● **TASK INSTRUCTIONS**: Find the word "white" in the listing; pull out each line holding it.

────

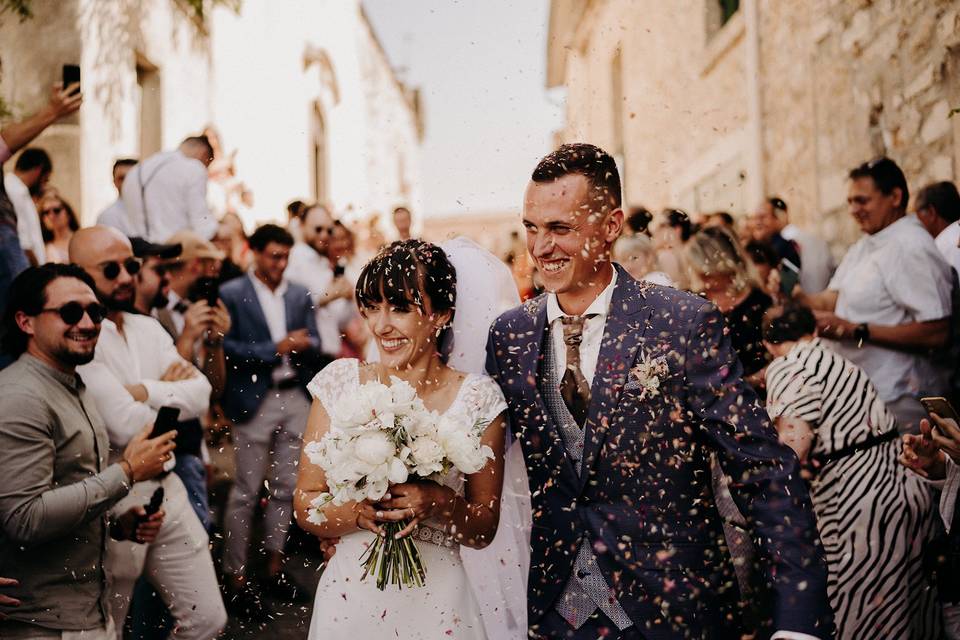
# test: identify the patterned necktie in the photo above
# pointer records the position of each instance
(573, 385)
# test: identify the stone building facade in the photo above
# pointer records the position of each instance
(301, 91)
(711, 104)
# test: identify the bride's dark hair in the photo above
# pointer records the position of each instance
(406, 274)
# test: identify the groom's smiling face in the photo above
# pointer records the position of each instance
(569, 232)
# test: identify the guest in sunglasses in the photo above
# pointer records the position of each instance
(136, 371)
(57, 484)
(58, 222)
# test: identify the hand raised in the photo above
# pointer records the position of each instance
(921, 454)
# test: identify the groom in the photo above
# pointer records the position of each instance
(619, 392)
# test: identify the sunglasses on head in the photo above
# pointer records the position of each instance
(72, 312)
(112, 269)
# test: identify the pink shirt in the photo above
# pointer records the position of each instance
(4, 151)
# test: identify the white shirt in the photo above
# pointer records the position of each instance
(116, 216)
(175, 189)
(816, 261)
(140, 356)
(895, 276)
(947, 242)
(593, 326)
(28, 220)
(312, 270)
(275, 312)
(596, 320)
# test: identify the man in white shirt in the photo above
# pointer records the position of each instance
(167, 192)
(116, 215)
(938, 209)
(135, 372)
(272, 353)
(31, 173)
(309, 266)
(888, 305)
(816, 261)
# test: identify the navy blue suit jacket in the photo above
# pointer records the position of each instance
(644, 497)
(251, 353)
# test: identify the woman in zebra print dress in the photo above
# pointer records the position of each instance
(874, 516)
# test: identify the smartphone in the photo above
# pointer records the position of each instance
(941, 407)
(208, 289)
(71, 75)
(789, 277)
(153, 506)
(166, 421)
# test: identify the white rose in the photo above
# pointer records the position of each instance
(373, 448)
(427, 456)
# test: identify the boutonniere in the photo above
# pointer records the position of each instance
(533, 306)
(648, 372)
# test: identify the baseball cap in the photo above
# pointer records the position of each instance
(143, 248)
(194, 246)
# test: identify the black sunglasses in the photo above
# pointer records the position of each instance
(112, 269)
(72, 312)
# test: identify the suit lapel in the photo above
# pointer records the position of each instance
(529, 359)
(290, 310)
(256, 311)
(627, 321)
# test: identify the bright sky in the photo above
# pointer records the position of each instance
(481, 69)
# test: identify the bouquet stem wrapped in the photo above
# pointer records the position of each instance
(394, 561)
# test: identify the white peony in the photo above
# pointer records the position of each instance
(374, 448)
(427, 456)
(460, 440)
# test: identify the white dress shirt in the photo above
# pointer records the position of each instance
(311, 269)
(816, 261)
(593, 326)
(140, 356)
(116, 216)
(275, 312)
(28, 220)
(175, 190)
(892, 277)
(947, 242)
(596, 320)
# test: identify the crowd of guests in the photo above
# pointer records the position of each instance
(128, 341)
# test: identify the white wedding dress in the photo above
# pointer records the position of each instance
(349, 608)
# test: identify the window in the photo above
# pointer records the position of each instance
(727, 9)
(318, 155)
(617, 99)
(149, 108)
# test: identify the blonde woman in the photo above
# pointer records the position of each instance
(722, 273)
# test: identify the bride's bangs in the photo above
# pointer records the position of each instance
(394, 277)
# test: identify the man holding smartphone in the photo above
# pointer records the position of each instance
(56, 482)
(137, 371)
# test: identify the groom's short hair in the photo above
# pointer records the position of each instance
(587, 160)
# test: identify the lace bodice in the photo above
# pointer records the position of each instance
(479, 398)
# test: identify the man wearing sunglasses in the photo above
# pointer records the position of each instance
(135, 372)
(310, 267)
(56, 485)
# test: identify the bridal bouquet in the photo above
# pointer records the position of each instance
(382, 436)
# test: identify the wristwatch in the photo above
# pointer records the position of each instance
(862, 332)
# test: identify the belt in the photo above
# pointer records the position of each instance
(849, 450)
(285, 384)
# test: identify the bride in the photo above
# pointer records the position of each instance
(407, 296)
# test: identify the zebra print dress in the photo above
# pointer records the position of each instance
(874, 516)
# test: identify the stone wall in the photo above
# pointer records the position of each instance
(840, 82)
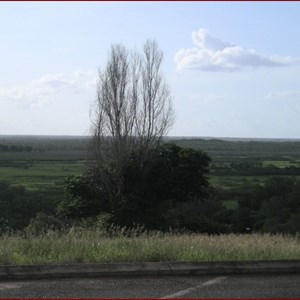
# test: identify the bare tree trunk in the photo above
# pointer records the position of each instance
(133, 110)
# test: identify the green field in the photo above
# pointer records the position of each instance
(39, 175)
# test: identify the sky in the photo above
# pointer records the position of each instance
(232, 67)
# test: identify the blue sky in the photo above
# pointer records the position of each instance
(233, 67)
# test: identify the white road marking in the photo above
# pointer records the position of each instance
(192, 289)
(9, 286)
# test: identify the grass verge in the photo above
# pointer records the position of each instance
(77, 245)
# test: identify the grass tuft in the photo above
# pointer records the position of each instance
(78, 245)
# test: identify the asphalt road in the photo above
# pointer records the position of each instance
(235, 286)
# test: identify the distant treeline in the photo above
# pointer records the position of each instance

────

● **EXERCISE ANSWER**:
# test: identify the white shirt in the photo above
# test: identify the man in white shirt in the photo above
# test: identify the white rose in the photo above
# test: identify the white peony in the photo above
# test: identify the white dress shirt in the photo above
# test: identify the white wedding dress in the photo above
# test: identify the white road marking in the photo above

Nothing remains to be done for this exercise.